● Gekozen fragment:

Hij behield het open oog, het aandoenlijk hart voor hetgeen onzen tijd beweegt en beroert. Die groote wereld met al haar kommer en strijd, en met haar groote daden en mannen wordt door den Heer Hasebroek nog steeds met de grootste opmerkzaamheid gadegeslagen Hij leeft nog altijd met den tijd meê.

Doch niet minder leeft hij met geheel zijn hart in zijn Microcosmus, in zijn kring van vrienden en geestverwanten, aan wie zijn ziel gehecht is.

Zoo weerspiegelt zich op kalme maar warme wijs het leven onzer dagen in het gevoelig dicht van den Heer Hasebroek.

● Gegevensdeel:
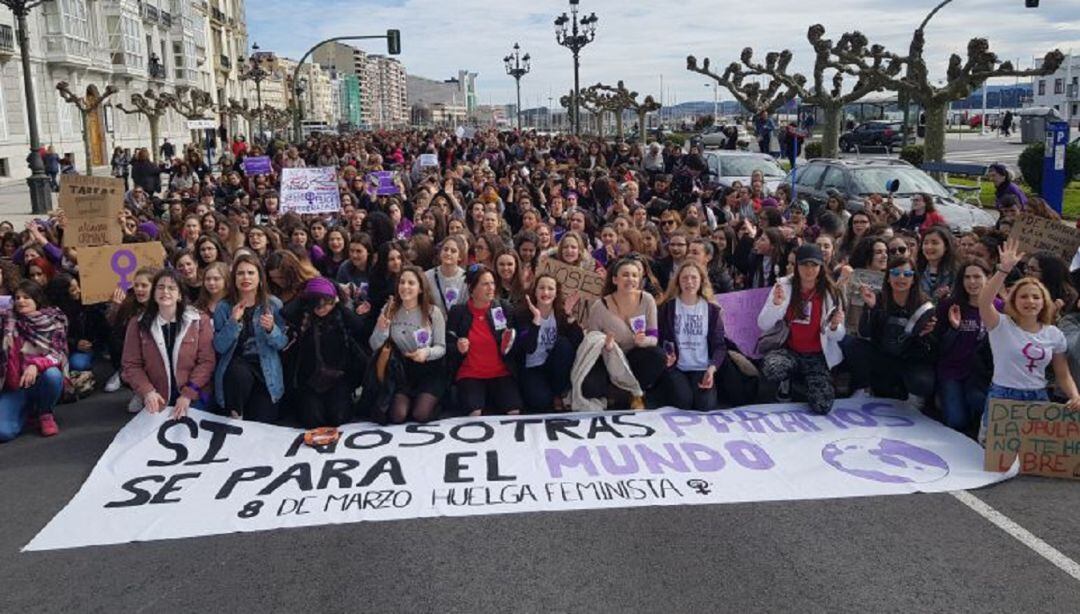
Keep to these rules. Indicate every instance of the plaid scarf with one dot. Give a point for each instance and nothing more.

● Schriftelijke opdrachten:
A. Beantwoord aan de hand van het fragment over de Heer Hasebroek deze vragen:
(i) Met welke mate van opmerkzaamheid slaat hij de groote wereld gade?
(ii) Hoe noemt de tekst zijn kring van vrienden en geestverwanten?
(iii) Op welke wijs weerspiegelt zich het leven onzer dagen in zijn dicht?
B. Schrijf het fragment over de Heer Hasebroek verder, te beginnen na de zin die eindigt op "het gevoelig dicht van den Heer Hasebroek."

● Antwoorden per opdracht:
A.
(i) Met de grootste opmerkzaamheid.
(ii) Zijn Microcosmus.
(iii) Op kalme maar warme wijs.

B.
Soms dachten wij, dat over 't algemeen er meer stroeve regels voorkomen in dezen dichtbundel dan in vroegere van den Heer H. Ons trof bijv. op bl. 218 deze strofe.

Ik zie een heester staan, die in zijn bloemenkelken Een railden dauwdrop vangt, die uit den hemel daalt, Maar 'k zie, hoe hij er zelf niet meê als parel praalt, Maar hem vergiet om, waar de zon verzengend straalt,

Een kleiner bloem omlaag, te hoeden voor verwelken.